→ **Excerpt to read**:
════════
Office of Technology plays crucial role in virtual learning; Start of the year showcases digital instruction


    Mrs. Alyssa King is one of three teacher specialists who work for the Office of Instructional Technology, which is now part of Organization Development in the Department of Curriculum. According to King, her team “supports district leaders, staff, teachers, and the school community at large in the access and instructional use of district technology platforms.”

     At the start of the year, King says the district had hoped that all students would be given a laptop. “Because of the nationwide demand and delay in delivery of Chromebook laptops, HCPS had to start the year with many families opting to have their students use personal devices,” King states. The remaining devices are expected to arrive at schools and will be issued to any student still in need of a school laptop within the next month.

    “Itslearning is a full LMS, where the curriculum is built and housed, and scheduled courses with rosters are published to and periodically updated for the teacher,” she explains. All of the resources and feedback tools have been built for personalized learning, feedback, and reporting, according to King.    

     Benefits of virtual learning include the ability for students to revisit curricular resources anytime, states King. In addition, students can work at a more independent pace, and data about Gen Z students indicate that they prefer more independent learning.

     King shares that at a time when the world has been crippled by COVID, in terms of not being able to “see each other” in safer, face to face environments, Microsoft Teams video conferencing (virtual learning) has allowed teachers to interact with their students live.

    “Once we get through these barriers, the live teaching and interactions between our teachers and students are giving us the best possible scenario for learning when face to face school cannot happen,” she expressed.

     According to King, screen time can produce “too much cognitive load” on learners who can only take in so much information from the screen before learning can be hindered. “Our system PD has provided guidelines for teachers and curricular offices about quality digital design that reduces cognitive load,” King stated. Many curricular offices and instructional leaders are encouraging breaks from screen time when class isn’t in session.

    Another concern about virtual learning is the possibility of students missing an entire live class as a result of network issues. As a solution, King describes that “‘many teachers are giving students extensions to complete work, or following up with students in small groups in order to catch them up if needed.” 

     She reports that some teachers are recording themselves outside of synchronous virtual learning sessions and curating videos in itslearning.  This way students receive important, more personalized instruction from their teacher, describes King.
════════
→ **Dataset extract**:
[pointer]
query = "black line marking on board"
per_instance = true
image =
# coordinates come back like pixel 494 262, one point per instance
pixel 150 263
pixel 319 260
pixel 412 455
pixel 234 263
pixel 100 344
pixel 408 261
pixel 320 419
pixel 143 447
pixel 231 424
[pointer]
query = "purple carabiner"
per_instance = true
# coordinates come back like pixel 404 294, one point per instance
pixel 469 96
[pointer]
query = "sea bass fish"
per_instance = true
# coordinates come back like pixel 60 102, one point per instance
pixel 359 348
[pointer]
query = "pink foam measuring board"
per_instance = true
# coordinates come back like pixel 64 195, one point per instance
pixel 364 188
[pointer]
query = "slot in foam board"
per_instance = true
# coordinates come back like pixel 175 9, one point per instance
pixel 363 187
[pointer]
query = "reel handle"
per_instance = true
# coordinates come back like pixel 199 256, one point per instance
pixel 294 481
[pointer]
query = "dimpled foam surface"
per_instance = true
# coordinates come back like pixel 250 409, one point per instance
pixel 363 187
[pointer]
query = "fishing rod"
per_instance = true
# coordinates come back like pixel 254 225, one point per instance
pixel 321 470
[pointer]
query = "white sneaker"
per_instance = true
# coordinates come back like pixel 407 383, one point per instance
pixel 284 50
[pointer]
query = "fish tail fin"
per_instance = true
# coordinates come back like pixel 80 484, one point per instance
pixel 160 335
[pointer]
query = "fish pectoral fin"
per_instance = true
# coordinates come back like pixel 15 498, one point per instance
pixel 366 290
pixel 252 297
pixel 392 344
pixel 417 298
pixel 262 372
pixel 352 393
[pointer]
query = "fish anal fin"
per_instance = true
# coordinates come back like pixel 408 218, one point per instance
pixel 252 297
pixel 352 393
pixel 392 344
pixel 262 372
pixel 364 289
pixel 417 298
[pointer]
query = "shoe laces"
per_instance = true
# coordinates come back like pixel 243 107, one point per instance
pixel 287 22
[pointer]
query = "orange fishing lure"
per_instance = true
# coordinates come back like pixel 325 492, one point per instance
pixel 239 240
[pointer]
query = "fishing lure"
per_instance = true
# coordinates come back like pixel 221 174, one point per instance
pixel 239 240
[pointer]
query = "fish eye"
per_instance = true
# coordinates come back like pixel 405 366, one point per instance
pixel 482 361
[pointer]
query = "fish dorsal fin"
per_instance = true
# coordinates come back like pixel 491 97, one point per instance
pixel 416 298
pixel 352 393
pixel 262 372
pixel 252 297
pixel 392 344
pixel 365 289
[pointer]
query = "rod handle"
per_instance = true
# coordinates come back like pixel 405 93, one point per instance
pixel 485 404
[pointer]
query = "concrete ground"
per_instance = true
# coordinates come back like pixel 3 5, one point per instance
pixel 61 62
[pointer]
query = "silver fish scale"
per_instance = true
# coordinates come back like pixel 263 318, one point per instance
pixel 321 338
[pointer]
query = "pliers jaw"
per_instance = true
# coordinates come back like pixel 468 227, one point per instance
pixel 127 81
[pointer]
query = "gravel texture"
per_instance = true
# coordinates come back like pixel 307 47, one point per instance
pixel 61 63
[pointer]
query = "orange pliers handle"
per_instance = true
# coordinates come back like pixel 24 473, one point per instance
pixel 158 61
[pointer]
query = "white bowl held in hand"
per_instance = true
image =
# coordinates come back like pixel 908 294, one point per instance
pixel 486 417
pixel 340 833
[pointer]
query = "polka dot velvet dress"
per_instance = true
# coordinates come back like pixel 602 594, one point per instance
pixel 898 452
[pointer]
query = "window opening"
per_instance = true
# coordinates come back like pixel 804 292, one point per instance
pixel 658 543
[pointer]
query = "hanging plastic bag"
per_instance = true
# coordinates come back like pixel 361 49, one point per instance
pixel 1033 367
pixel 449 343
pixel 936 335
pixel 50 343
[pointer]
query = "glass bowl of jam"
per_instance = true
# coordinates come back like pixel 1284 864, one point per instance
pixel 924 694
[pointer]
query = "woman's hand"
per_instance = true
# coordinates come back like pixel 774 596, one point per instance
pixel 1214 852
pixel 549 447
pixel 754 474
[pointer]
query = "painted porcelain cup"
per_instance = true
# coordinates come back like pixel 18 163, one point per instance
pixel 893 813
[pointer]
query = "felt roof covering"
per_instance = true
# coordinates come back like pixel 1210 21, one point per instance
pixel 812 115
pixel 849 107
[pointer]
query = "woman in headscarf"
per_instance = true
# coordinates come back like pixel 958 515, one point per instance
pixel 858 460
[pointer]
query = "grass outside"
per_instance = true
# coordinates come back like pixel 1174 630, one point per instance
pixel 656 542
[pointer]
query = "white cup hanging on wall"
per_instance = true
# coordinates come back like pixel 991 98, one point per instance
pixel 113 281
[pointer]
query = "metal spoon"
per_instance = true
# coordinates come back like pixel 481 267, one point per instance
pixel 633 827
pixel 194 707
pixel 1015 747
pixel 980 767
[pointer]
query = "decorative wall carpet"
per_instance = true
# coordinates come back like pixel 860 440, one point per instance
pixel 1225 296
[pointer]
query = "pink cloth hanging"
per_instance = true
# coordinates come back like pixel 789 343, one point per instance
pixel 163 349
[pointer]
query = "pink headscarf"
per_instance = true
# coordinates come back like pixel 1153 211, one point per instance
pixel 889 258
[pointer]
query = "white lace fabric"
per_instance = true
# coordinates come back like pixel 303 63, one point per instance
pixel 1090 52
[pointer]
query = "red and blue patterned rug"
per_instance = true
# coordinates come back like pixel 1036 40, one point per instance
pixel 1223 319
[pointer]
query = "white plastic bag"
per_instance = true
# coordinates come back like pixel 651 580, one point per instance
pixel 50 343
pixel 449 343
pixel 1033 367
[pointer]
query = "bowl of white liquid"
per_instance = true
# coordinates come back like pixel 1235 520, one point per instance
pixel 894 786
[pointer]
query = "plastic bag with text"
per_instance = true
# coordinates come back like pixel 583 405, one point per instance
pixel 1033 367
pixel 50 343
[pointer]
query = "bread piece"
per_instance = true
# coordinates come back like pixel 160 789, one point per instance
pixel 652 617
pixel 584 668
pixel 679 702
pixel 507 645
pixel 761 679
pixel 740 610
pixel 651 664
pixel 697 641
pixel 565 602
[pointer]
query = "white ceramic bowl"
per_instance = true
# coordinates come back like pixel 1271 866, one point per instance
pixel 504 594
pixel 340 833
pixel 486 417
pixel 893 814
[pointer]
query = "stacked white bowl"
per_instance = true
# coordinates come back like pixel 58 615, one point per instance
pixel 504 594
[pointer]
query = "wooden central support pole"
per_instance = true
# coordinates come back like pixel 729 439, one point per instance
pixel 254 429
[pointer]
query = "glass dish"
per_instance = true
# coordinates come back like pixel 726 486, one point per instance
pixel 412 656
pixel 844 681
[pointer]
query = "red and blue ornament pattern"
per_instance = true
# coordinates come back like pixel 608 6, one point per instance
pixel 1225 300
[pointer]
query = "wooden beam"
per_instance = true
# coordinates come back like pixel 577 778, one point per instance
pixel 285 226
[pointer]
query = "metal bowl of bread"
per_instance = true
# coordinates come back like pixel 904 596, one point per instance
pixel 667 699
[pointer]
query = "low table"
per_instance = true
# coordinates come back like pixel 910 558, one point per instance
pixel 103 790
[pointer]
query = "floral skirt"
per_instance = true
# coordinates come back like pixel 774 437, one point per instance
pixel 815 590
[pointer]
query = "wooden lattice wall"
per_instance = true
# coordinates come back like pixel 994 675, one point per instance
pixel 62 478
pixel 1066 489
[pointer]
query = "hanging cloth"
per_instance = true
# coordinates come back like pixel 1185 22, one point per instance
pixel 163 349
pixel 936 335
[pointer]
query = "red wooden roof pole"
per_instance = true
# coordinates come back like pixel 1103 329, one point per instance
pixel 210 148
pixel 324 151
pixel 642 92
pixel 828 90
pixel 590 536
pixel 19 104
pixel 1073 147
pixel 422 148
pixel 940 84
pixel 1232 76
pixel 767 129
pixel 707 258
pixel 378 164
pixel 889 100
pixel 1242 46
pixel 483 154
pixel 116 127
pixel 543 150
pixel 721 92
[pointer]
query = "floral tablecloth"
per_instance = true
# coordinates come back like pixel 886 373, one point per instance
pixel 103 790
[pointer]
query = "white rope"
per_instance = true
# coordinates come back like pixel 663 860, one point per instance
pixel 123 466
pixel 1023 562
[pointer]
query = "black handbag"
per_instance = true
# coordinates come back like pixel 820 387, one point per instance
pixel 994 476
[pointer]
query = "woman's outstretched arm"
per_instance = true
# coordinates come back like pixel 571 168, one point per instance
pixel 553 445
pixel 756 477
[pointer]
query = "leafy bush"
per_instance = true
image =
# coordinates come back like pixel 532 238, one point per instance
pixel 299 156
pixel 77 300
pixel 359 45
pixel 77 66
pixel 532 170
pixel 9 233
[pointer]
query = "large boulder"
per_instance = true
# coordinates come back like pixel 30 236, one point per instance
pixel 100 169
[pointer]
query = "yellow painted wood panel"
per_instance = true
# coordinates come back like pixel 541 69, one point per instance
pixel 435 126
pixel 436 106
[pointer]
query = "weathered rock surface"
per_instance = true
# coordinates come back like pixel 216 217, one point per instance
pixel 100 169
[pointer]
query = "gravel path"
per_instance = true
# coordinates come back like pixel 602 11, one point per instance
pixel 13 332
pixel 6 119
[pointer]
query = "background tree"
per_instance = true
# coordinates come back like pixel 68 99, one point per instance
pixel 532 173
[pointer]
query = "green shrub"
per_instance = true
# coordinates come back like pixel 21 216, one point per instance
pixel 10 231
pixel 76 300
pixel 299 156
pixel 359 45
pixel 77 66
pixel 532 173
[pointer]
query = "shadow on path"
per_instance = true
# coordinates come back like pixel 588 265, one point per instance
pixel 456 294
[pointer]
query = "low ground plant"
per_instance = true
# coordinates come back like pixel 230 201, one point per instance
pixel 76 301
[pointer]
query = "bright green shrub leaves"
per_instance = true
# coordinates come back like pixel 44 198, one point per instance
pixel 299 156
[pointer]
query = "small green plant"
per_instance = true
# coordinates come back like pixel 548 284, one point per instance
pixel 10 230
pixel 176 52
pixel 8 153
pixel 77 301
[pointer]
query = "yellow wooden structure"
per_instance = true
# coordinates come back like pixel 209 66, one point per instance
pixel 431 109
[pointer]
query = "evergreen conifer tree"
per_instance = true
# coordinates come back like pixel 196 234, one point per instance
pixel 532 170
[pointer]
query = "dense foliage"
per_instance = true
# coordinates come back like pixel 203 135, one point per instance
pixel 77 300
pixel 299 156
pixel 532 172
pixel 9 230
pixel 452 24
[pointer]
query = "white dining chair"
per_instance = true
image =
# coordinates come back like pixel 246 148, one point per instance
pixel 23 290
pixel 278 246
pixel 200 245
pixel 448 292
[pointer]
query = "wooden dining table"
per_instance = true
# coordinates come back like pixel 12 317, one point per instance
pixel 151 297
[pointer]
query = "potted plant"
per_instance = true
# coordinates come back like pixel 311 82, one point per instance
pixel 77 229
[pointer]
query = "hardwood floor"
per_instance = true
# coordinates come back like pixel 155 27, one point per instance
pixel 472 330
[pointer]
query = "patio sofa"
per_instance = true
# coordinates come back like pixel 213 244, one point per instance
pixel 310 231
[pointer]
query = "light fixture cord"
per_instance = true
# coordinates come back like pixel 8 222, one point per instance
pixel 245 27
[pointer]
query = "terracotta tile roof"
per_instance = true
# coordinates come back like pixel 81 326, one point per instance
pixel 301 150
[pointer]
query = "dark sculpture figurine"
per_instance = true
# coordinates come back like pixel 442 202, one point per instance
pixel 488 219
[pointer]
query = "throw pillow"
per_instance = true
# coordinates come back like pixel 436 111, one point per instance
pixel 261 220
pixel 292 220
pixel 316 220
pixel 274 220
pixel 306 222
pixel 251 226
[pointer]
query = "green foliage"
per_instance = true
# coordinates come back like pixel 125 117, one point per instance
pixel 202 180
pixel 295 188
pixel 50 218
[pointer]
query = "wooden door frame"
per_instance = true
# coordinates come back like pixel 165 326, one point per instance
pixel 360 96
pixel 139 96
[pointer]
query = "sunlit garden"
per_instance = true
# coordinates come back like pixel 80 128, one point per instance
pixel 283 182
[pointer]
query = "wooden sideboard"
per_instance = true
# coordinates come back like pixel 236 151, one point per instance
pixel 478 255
════════
→ **Exercise aim**: In the article about the Office of Instructional Technology, what caused the district to begin the year with many students using personal devices?

→ **Exercise result**: Nationwide demand for Chromebook laptops delayed their delivery.